### Instructions to follow
In the report below on journalist Michael Hastings' death, what was listed as his cause of death?

### Given text
..........

No foul play was involved in the death of journalist Michael Hastings, despite some theories that his car crash in Los Angeles in June may have been related to some controversial stories he wrote, including one in 2010 that led to the resignation of the top American general in Afghanistan.
According to the Los Angeles coroner's office he died of traumatic injuries but did have traces of amphetamines and marijuana in his system, The Los Angeles Times reported Tuesday
Hastings, 33, died on June 18 after his car burst into flames during a single-vehicle accident, the Times reported. The amphetamine use was consistent with possible intake of methamphetamine many hours before Hastings died, toxicology reports said. But neither that nor the use of marijuana were considered as a factor in the deadly crash, even though the coroner's report noted that Hastings' family had been "attempting to get [him] to go to detox" after they discovered that he had begun using drugs again after 14 years of being sober.
The report concluded that Hastings likely died within seconds of the crash, and his cause of death was listed as massive blunt force trauma.

..........

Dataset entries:
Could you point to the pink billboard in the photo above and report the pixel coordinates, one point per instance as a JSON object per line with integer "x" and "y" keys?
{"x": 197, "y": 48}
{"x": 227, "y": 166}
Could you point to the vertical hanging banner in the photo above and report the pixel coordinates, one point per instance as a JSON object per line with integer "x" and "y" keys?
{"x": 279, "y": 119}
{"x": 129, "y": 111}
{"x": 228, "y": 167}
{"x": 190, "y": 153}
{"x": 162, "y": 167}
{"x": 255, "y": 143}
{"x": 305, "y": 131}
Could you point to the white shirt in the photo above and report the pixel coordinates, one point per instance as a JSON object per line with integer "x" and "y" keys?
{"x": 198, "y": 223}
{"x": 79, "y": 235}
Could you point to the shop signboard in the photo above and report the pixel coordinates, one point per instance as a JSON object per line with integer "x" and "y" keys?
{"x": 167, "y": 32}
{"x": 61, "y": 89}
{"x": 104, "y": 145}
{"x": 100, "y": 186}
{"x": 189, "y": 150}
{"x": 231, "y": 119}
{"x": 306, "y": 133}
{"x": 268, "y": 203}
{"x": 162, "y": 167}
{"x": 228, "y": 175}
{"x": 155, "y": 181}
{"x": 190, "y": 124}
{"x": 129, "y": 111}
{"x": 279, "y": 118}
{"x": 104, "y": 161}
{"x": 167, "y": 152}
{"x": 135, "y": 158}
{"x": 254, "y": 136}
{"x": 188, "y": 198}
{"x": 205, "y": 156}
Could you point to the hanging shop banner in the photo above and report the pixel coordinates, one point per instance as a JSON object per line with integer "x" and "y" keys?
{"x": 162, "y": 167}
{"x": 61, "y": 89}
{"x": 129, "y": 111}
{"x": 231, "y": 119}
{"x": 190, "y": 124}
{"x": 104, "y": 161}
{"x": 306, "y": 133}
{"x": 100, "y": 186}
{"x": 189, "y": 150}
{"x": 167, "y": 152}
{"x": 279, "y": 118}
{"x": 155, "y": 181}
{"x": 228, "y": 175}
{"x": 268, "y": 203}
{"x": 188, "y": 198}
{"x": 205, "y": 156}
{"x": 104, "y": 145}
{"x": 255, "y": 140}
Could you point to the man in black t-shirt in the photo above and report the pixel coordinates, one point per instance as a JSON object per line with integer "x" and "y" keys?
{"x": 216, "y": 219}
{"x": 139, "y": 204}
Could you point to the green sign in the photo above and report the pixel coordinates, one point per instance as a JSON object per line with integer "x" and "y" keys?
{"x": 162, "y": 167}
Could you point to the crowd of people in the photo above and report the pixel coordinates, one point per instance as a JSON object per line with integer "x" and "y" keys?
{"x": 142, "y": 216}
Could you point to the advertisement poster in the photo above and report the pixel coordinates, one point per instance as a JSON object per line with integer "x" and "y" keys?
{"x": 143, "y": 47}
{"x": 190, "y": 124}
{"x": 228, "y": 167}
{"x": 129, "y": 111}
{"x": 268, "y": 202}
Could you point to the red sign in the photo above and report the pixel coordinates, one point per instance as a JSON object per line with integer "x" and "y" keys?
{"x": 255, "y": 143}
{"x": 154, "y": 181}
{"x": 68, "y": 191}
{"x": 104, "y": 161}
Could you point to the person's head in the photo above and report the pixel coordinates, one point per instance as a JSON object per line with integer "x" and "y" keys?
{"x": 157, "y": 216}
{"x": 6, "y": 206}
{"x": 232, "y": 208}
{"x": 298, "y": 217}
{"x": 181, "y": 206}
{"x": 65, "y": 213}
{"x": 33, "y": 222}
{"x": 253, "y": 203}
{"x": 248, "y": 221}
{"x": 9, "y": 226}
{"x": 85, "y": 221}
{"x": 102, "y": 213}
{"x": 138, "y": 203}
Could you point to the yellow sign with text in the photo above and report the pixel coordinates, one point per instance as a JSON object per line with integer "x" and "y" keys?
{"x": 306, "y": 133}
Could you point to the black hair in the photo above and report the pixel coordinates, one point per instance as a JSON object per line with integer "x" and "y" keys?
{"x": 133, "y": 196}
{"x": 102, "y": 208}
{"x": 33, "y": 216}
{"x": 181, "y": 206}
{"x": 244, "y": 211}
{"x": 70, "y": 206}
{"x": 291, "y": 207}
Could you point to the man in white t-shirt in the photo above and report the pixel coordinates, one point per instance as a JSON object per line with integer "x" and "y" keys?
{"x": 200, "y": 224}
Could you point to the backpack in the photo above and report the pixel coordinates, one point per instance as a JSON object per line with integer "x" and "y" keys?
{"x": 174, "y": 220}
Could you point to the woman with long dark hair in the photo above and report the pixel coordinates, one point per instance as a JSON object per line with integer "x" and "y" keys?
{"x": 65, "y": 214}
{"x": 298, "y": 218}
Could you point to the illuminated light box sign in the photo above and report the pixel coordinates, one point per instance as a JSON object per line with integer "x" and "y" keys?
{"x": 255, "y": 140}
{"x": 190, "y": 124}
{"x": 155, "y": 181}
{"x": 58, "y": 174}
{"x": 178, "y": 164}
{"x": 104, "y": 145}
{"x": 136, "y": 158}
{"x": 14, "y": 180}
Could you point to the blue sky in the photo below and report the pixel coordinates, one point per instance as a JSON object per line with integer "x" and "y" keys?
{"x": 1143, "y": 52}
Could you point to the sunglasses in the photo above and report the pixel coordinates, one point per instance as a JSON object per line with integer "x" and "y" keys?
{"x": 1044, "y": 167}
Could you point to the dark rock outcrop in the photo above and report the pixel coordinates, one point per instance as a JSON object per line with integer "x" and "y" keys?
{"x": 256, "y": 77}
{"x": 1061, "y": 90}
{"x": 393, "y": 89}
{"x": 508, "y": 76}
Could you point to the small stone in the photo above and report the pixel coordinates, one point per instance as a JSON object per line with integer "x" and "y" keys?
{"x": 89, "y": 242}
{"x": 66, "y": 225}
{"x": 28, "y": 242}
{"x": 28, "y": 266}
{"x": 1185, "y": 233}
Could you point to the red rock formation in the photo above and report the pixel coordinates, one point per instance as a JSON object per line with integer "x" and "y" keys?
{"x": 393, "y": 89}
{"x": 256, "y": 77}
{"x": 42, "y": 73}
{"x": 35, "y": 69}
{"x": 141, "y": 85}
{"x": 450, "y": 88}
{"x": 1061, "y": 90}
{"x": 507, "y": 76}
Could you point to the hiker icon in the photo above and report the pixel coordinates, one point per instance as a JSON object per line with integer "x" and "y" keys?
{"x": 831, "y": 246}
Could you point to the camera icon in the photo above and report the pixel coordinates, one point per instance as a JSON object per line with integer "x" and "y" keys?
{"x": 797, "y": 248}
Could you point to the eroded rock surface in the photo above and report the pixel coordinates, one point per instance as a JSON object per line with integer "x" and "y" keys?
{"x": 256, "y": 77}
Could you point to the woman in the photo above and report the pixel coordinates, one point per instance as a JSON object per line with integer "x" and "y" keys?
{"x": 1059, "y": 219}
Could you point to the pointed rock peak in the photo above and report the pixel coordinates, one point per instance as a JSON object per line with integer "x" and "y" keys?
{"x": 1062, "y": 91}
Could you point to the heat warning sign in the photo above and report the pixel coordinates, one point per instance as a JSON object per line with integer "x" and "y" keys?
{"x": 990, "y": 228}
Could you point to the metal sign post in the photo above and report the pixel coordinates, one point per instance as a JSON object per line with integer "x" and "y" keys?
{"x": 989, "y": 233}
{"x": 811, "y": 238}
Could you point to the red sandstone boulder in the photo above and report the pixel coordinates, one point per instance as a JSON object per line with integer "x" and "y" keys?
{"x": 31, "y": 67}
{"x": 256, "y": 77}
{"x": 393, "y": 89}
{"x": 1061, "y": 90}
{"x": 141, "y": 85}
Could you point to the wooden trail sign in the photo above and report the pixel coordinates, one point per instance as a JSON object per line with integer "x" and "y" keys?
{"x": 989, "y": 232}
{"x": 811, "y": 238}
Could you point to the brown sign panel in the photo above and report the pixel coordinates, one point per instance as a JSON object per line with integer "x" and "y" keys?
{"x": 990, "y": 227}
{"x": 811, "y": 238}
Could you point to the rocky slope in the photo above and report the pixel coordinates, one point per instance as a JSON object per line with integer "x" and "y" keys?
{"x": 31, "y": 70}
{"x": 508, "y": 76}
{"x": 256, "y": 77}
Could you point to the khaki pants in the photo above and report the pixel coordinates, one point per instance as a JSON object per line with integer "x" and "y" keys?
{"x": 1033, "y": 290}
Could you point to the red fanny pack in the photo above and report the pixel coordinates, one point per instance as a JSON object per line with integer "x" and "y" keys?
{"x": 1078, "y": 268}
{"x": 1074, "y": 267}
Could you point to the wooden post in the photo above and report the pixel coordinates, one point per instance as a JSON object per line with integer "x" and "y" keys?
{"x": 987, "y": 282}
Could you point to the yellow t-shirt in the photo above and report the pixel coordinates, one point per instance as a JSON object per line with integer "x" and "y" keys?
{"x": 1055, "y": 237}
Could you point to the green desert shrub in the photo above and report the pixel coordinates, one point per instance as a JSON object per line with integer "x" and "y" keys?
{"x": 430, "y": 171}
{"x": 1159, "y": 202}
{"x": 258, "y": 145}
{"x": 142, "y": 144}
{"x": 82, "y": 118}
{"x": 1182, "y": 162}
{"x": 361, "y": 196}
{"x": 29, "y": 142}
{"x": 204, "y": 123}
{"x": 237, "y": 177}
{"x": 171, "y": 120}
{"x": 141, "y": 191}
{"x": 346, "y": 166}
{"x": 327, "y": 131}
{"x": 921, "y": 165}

..........

### Answer box
Massive blunt force trauma.